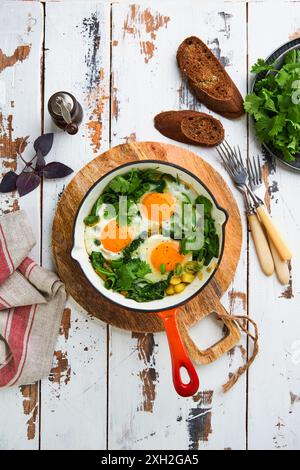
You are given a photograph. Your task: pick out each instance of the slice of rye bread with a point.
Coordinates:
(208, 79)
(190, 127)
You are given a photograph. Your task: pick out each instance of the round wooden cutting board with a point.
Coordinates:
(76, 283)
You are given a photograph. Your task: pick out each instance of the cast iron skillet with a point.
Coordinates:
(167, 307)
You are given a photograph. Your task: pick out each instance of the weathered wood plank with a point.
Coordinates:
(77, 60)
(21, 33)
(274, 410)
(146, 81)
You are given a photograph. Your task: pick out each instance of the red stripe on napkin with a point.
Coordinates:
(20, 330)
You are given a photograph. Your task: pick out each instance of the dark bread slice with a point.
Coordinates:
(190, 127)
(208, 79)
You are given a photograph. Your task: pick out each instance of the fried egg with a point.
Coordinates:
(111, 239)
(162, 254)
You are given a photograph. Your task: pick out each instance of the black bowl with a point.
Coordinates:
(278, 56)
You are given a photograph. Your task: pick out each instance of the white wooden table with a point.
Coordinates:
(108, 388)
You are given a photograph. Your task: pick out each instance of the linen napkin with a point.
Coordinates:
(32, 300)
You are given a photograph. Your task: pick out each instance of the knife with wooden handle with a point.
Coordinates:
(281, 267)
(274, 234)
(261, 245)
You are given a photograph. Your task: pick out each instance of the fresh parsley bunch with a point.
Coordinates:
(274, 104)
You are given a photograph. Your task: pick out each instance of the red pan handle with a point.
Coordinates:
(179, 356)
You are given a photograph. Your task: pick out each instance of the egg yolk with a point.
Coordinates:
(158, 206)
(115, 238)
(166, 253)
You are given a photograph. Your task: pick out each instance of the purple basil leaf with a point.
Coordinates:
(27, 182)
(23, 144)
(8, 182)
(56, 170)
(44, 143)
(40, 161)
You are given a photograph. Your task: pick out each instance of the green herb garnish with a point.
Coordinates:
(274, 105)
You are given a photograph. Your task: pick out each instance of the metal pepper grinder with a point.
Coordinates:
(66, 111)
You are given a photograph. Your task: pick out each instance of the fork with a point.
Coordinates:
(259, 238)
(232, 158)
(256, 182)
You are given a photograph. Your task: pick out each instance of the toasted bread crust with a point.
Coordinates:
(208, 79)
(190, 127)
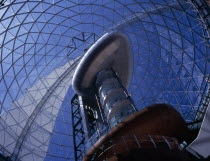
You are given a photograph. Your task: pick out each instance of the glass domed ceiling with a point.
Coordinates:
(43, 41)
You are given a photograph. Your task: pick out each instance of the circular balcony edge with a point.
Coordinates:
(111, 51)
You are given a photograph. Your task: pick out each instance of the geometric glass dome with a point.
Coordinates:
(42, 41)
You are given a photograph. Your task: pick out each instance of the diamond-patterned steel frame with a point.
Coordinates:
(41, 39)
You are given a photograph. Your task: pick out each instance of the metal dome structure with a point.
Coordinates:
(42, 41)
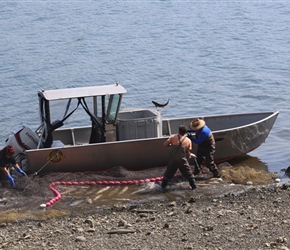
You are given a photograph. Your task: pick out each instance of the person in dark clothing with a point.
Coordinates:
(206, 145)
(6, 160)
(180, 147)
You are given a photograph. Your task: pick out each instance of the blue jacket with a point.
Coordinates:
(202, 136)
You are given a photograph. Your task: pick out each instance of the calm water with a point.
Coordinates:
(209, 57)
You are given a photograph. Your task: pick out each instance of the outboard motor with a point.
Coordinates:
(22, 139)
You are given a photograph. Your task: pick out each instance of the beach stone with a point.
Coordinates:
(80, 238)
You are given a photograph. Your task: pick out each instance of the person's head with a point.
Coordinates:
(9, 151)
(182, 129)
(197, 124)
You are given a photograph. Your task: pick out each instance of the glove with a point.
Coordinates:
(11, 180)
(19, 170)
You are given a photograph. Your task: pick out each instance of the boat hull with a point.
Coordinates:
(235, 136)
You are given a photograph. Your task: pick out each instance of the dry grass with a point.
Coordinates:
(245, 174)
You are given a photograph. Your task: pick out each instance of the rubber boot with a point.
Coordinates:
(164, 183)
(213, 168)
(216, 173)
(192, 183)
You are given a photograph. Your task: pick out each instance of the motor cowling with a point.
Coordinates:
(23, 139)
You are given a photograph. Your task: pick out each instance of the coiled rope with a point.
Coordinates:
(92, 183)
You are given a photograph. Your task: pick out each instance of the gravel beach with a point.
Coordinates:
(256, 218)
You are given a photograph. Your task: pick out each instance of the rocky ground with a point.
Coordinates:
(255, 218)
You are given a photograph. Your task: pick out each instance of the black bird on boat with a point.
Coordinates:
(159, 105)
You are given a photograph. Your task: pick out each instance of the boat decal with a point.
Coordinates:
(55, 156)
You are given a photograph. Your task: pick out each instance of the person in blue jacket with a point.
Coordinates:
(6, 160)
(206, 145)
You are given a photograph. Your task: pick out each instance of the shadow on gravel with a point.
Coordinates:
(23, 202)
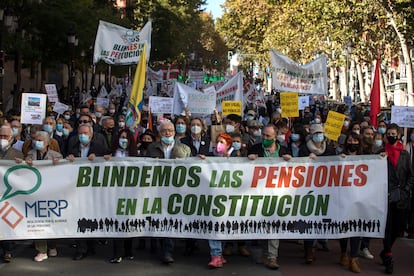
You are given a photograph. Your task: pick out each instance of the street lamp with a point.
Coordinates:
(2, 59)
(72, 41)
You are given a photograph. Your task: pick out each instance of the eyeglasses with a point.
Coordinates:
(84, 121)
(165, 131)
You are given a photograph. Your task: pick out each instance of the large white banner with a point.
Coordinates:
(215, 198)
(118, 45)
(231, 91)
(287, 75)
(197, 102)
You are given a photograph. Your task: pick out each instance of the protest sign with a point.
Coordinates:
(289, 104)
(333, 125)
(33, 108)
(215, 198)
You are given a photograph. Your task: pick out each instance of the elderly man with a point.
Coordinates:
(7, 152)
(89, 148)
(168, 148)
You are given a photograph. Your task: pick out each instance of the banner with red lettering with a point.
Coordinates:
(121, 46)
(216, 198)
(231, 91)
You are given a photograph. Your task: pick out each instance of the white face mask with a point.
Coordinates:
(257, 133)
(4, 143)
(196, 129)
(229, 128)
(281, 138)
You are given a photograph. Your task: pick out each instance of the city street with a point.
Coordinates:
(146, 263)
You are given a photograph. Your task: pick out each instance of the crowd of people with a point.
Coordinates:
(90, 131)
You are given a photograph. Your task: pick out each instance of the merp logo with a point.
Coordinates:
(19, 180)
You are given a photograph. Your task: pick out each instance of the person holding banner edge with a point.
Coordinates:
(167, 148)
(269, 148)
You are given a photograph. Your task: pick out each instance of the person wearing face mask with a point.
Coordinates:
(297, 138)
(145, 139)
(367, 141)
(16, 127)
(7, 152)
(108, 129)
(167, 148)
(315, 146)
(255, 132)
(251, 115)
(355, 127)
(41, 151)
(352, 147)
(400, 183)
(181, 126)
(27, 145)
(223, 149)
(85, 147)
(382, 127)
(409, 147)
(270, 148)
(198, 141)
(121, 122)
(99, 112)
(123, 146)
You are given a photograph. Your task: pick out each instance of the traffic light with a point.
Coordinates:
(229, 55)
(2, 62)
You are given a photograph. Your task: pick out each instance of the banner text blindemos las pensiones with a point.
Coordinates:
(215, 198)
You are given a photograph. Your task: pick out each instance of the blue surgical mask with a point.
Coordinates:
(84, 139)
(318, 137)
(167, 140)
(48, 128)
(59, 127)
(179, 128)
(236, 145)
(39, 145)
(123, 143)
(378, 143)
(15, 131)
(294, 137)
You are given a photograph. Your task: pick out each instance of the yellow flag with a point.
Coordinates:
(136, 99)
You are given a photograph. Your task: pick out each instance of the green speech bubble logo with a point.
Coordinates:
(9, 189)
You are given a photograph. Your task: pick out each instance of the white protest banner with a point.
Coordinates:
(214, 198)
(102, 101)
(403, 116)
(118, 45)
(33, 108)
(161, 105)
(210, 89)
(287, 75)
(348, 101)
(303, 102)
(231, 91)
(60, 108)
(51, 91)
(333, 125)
********
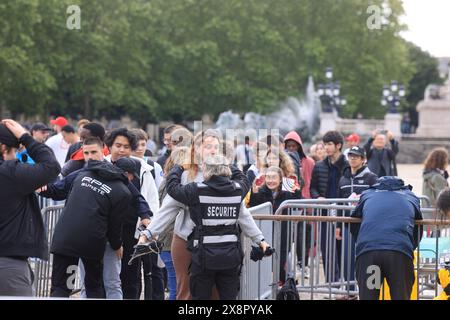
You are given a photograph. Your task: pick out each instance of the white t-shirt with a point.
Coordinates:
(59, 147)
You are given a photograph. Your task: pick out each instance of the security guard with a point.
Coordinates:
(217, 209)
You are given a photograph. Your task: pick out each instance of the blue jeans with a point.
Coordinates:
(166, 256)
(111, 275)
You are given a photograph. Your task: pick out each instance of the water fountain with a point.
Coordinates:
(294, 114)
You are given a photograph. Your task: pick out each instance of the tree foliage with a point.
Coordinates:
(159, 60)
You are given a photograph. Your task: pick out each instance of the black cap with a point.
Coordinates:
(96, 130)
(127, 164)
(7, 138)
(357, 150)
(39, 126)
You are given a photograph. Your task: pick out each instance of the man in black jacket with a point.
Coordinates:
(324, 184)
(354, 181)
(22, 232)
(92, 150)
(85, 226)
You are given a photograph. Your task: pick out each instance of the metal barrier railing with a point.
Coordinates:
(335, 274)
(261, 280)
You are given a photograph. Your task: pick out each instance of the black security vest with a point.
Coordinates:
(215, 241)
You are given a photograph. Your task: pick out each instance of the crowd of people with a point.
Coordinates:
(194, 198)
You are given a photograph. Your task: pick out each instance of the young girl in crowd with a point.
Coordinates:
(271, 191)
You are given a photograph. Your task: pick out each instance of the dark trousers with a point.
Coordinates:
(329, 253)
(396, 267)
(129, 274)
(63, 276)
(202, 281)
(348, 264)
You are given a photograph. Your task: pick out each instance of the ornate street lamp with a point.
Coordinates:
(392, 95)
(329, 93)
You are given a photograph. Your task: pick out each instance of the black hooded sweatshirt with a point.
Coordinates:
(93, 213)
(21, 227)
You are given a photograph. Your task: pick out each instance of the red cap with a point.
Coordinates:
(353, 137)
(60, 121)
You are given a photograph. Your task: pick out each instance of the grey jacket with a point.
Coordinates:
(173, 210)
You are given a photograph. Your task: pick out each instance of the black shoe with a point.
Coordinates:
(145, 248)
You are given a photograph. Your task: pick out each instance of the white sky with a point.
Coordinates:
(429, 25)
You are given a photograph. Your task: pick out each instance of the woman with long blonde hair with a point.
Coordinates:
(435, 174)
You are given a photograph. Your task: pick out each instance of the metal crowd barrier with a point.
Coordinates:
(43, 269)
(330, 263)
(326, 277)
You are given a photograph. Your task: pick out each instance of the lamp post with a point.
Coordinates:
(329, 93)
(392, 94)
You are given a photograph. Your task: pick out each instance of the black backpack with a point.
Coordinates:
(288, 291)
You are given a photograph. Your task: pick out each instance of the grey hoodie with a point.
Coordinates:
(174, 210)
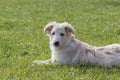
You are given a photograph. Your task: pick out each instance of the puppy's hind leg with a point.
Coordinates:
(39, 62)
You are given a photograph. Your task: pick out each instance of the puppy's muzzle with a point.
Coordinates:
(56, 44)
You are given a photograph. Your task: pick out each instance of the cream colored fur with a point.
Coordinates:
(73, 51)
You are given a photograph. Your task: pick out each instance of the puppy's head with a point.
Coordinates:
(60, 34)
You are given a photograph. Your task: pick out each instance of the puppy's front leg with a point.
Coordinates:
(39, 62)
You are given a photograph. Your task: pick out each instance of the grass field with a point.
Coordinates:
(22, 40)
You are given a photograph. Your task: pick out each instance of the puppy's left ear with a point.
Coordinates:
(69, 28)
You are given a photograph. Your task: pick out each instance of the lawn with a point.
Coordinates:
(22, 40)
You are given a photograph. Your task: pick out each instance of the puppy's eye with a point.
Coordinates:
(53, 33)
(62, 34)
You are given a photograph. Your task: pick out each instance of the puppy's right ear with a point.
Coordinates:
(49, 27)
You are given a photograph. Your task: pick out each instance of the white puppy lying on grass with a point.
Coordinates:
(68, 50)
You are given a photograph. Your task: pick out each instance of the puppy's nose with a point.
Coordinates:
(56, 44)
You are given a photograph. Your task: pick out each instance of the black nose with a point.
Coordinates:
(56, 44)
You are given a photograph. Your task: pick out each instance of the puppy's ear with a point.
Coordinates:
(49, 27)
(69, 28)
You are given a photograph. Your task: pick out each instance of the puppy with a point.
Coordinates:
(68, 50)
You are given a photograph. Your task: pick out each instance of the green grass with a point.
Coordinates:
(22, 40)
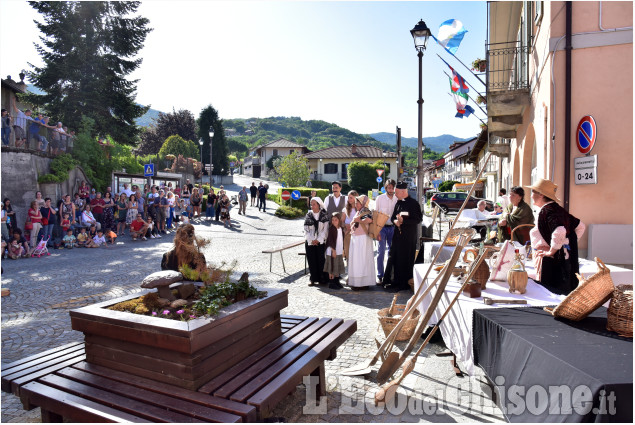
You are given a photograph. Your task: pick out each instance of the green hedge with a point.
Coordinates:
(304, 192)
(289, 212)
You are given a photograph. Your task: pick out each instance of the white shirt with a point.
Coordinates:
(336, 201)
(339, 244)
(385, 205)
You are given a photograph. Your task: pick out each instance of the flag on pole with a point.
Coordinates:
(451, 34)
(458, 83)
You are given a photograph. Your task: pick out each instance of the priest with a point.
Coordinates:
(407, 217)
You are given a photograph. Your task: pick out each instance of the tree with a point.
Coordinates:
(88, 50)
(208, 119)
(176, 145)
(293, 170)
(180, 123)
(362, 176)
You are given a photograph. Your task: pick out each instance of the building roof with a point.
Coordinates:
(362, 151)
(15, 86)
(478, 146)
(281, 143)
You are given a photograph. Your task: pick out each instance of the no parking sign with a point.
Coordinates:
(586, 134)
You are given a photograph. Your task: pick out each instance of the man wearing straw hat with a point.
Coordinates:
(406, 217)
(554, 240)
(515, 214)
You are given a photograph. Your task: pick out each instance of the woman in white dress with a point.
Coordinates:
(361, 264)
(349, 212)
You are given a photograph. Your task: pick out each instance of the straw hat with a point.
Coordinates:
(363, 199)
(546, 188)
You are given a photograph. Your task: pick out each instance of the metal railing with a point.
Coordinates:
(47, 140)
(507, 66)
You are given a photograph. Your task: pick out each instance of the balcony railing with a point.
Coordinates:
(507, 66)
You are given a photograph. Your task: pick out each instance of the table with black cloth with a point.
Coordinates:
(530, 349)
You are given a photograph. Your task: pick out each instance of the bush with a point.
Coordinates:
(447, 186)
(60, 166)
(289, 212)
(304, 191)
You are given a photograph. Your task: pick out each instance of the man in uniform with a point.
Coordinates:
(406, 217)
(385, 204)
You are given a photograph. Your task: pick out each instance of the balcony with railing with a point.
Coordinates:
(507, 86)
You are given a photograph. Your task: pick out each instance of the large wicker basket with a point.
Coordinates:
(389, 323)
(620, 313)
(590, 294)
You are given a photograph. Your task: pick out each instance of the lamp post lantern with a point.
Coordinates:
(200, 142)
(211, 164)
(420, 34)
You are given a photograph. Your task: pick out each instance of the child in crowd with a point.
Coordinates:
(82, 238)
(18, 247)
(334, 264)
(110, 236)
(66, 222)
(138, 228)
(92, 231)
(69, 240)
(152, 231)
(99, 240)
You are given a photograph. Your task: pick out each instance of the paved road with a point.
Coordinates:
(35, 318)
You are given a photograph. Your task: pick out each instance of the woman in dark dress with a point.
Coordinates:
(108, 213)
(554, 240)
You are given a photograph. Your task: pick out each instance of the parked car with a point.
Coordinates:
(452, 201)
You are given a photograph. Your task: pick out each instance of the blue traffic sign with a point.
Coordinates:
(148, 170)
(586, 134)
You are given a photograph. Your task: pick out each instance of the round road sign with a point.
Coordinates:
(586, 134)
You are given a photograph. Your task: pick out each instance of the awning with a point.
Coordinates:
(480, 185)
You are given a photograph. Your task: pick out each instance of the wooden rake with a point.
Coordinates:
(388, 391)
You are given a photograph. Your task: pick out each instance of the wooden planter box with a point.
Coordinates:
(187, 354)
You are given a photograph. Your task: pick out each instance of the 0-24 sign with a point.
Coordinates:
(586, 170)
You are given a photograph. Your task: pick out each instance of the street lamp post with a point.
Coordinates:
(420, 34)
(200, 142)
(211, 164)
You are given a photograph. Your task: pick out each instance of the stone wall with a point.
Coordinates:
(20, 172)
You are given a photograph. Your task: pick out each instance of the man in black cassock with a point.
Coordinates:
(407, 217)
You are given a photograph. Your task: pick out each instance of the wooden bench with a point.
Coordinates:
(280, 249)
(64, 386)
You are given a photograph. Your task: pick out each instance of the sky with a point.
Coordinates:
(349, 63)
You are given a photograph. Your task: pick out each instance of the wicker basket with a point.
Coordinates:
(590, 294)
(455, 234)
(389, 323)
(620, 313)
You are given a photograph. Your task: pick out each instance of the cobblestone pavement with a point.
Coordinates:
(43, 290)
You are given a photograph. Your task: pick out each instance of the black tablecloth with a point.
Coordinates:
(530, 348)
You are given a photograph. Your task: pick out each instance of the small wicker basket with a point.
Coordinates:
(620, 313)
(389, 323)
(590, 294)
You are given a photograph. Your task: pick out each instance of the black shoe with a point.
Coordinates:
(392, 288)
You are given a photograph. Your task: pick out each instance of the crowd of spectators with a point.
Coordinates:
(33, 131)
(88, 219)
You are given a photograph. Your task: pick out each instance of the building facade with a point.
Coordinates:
********
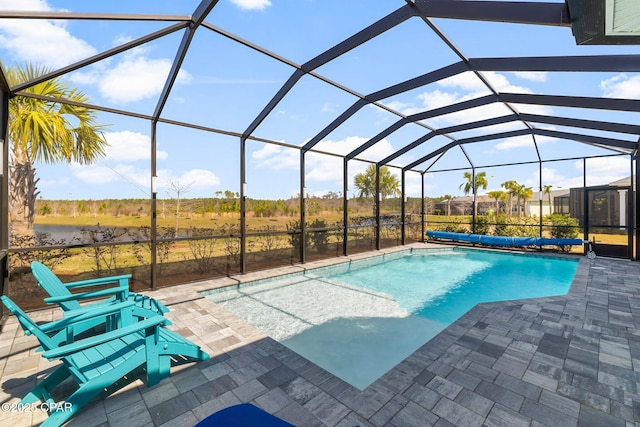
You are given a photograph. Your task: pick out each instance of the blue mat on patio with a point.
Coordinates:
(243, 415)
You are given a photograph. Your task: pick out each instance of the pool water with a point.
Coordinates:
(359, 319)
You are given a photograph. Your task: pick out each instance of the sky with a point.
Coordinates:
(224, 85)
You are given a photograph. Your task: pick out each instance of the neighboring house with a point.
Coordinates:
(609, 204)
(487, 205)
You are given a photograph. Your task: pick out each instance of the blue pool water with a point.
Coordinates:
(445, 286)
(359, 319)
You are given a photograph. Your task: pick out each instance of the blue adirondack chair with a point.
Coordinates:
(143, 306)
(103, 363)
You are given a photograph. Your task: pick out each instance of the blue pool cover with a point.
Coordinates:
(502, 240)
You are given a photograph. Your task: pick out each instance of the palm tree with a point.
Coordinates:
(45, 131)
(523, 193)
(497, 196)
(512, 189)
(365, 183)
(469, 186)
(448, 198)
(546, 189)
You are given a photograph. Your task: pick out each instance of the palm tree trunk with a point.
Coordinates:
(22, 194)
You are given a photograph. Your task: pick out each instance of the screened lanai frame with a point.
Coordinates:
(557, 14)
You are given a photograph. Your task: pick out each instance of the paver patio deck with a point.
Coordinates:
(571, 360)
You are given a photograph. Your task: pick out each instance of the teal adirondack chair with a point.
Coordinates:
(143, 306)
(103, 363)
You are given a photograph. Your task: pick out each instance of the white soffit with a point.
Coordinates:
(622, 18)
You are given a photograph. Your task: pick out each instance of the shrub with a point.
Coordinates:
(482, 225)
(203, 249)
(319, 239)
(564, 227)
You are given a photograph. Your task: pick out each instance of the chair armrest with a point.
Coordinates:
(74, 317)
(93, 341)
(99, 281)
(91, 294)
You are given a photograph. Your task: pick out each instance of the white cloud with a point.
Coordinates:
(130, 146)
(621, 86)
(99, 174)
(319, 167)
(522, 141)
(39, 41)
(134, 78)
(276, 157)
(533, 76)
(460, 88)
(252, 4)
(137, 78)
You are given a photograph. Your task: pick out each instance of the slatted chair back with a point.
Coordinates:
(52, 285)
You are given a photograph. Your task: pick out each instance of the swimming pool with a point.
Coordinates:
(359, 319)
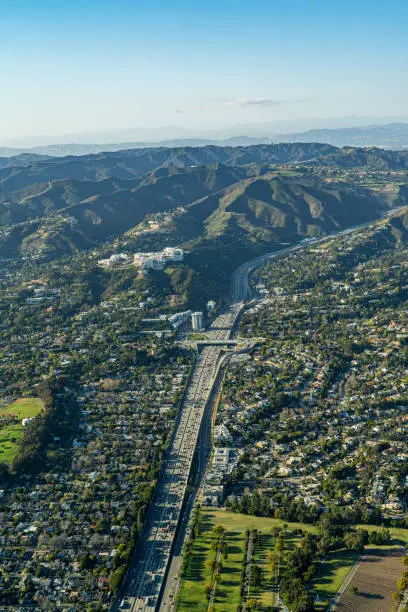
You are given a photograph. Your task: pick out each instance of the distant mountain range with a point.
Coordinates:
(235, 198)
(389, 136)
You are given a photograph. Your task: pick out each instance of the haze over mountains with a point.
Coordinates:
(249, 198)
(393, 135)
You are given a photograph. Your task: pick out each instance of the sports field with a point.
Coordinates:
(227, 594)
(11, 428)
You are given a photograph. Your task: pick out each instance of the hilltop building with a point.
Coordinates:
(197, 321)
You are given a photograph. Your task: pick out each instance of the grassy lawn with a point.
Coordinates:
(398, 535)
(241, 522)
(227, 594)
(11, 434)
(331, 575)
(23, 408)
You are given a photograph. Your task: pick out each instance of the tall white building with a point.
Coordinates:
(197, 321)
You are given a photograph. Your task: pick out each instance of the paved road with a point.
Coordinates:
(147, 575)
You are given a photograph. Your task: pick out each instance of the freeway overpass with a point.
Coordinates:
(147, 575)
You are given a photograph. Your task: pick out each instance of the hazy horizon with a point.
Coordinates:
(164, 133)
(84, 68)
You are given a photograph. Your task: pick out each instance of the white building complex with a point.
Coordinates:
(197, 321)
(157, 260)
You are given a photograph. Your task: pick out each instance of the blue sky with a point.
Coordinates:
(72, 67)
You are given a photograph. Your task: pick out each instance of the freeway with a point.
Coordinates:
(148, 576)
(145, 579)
********
• [Brief]
Copy the lines above exactly. Start with the line containing "balcony edge with a point.", end with the line containing "structure with a point.", and include both.

• [Your solution]
You are given a photograph. Your task: pick out each instance of the circular balcony edge with a point.
Coordinates:
(111, 51)
You are given a photograph. Your task: pick out each instance of the geometric glass dome with a point.
Coordinates:
(42, 41)
You are given a photograph. Your task: pick out each instance of the diamond-patterned steel frame with a point.
Coordinates:
(41, 39)
You are given a photograph. Your task: pick out each instance of the metal dome structure with a point.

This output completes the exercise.